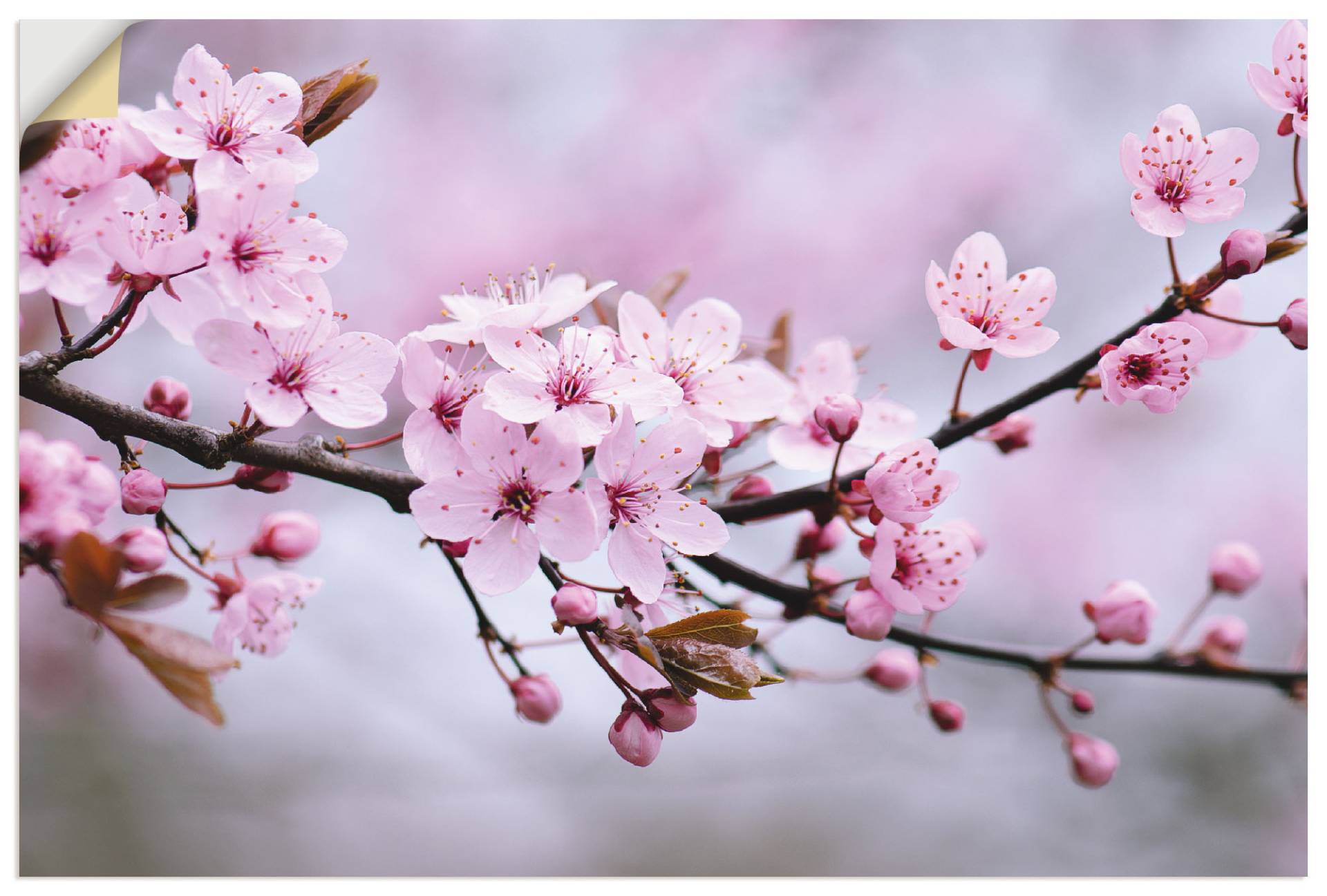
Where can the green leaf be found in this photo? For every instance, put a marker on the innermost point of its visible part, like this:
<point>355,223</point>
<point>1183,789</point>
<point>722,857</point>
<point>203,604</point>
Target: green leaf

- - -

The records above need to be printed in full and exactly, without any of the pictures.

**Result below**
Where can the green leaf be found in this photo? For every instance, put a marker on the innermost point of its visible part, like this:
<point>355,223</point>
<point>1183,789</point>
<point>722,857</point>
<point>203,604</point>
Target: green leaf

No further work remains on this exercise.